§ **SELECTED TEXT**
— BEGIN —
I mentioned this to the course leader. She was such a lovely woman, what with her cupcakes and her clip-art, that I felt bad afterwards. And actually, whilst the course didn’t solve the issue of, you know, the death, it did help to move me along.

Below are some of the many attempts I have made at ‘overcoming’ my grief since. Perhaps reading them will make you feel less alone, or, if nothing else, give you something to fold your arms ‘neath your bosom and have a ‘tsk’ at.

I have tried writing my way through it. Drinking my way through it. Fucking my way through it. Drugging my way through it (prescription of course). Talking my way through it. Laughing, crying, bluffing my way through it. Buying my way through it (net result – cupboard full of fabulous shoes!)

I have tried apportioning blame and getting angry; I’ve tried telling myself how fortunate I am to have His child, for the happiness He brought to my life, for the fact that He died in my arms, unwitting, not frightened or alone. I’ve tried remembering the atrocities that are happening every day all over the world, being thankful for my family, friends, my home and my health.
— END —
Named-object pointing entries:
— BEGIN —
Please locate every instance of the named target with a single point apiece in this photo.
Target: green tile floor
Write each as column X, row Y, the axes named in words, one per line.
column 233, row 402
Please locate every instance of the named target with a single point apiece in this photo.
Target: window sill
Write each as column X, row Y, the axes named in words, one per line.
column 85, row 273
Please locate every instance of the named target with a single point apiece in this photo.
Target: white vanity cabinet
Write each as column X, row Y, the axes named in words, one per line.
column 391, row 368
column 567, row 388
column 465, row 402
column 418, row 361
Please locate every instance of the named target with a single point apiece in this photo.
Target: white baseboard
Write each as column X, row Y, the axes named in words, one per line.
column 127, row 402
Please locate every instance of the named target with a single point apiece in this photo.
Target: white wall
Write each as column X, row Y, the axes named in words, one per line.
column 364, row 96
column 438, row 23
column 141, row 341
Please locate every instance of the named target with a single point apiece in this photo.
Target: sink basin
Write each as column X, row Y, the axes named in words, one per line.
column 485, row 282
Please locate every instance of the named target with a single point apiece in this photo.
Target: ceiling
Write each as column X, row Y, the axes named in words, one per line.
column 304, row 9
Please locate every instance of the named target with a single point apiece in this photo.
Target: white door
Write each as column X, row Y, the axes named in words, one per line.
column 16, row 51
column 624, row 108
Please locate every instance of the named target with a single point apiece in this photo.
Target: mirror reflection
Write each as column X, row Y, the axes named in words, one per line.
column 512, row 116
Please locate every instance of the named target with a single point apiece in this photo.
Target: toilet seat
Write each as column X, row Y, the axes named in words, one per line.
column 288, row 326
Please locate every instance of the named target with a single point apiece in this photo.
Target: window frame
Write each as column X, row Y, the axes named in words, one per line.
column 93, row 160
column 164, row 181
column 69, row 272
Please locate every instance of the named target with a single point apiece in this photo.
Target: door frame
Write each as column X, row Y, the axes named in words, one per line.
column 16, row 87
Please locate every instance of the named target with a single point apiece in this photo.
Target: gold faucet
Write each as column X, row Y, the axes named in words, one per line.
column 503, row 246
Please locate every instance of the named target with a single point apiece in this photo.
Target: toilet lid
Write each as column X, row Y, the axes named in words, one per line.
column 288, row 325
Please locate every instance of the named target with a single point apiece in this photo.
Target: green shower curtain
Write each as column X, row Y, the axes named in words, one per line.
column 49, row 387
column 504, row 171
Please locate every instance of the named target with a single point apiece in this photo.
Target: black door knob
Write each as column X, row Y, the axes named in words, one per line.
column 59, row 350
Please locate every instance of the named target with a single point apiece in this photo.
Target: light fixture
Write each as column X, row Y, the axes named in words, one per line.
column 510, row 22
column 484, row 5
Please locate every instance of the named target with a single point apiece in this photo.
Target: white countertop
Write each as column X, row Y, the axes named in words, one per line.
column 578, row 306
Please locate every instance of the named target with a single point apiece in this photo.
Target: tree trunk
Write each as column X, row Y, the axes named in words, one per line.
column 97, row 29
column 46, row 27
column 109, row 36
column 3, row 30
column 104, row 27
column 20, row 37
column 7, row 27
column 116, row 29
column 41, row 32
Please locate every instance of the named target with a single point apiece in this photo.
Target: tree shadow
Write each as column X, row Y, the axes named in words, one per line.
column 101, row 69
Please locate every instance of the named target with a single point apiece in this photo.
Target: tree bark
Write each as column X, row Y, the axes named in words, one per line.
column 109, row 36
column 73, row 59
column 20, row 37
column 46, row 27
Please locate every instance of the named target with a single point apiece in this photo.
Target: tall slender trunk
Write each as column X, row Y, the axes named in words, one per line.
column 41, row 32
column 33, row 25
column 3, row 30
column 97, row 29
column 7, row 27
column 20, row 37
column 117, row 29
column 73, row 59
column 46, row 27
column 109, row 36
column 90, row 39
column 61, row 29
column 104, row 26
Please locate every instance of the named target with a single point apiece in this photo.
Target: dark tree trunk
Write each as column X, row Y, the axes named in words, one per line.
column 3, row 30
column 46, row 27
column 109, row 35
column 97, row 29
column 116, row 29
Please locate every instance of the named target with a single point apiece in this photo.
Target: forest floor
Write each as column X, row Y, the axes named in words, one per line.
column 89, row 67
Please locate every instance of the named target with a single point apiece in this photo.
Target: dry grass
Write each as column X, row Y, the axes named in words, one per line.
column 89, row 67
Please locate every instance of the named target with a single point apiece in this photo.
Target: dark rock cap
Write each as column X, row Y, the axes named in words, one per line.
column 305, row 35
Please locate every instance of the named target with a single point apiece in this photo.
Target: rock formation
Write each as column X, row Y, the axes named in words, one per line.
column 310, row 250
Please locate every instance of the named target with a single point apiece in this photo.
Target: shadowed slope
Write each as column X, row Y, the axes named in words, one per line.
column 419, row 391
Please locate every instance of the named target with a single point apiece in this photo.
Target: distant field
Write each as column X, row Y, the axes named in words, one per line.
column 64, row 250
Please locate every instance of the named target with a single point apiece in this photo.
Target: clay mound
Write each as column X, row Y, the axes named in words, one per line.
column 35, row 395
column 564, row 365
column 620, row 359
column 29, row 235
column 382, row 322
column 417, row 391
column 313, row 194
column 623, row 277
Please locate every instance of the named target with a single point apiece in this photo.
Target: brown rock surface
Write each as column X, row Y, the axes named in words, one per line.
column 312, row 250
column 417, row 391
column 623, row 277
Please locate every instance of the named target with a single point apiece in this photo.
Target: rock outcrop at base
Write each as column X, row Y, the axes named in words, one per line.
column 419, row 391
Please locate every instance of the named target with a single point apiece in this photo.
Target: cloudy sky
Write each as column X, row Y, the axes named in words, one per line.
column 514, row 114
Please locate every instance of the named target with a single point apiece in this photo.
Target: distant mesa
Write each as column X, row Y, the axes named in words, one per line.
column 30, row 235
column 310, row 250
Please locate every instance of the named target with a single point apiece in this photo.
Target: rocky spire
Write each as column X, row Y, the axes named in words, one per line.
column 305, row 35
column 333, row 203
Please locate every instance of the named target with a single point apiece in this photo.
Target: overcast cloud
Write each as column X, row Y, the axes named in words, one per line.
— END —
§ **TASKS TO PERFORM**
1. In the essay on grief, what came of the attempt to buy a way through grief?
2. Please retype the stretch of the essay on grief from "I have tried" through "my home and my health.".
3. According to the essay on grief, why did the writer feel bad after mentioning the issue to the course leader?

§ **FULL ANSWERS**
1. A cupboard full of fabulous shoes.

2.
I have tried writing my way through it. Drinking my way through it. Fucking my way through it. Drugging my way through it (prescription of course). Talking my way through it. Laughing, crying, bluffing my way through it. Buying my way through it (net result – cupboard full of fabulous shoes!)

I have tried apportioning blame and getting angry; I’ve tried telling myself how fortunate I am to have His child, for the happiness He brought to my life, for the fact that He died in my arms, unwitting, not frightened or alone. I’ve tried remembering the atrocities that are happening every day all over the world, being thankful for my family, friends, my home and my health.

3. The writer felt bad because the course leader was such a lovely woman, what with her cupcakes and her clip-art.